Exercise description -
Repeat all entries below exactly as shown.

** Data provided follows **

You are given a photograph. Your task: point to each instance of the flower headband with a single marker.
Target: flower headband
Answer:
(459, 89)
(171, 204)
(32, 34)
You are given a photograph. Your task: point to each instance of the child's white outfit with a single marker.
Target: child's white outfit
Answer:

** End of Data provided **

Answer section -
You are given a photograph. Your task: point to each instance of the flower headband with a single marker.
Target: flower headband
Answer:
(459, 89)
(171, 204)
(32, 34)
You are given a photograph. Your task: point to each instance of the child's white outfit with a single marker.
Target: child's white outfit
Answer:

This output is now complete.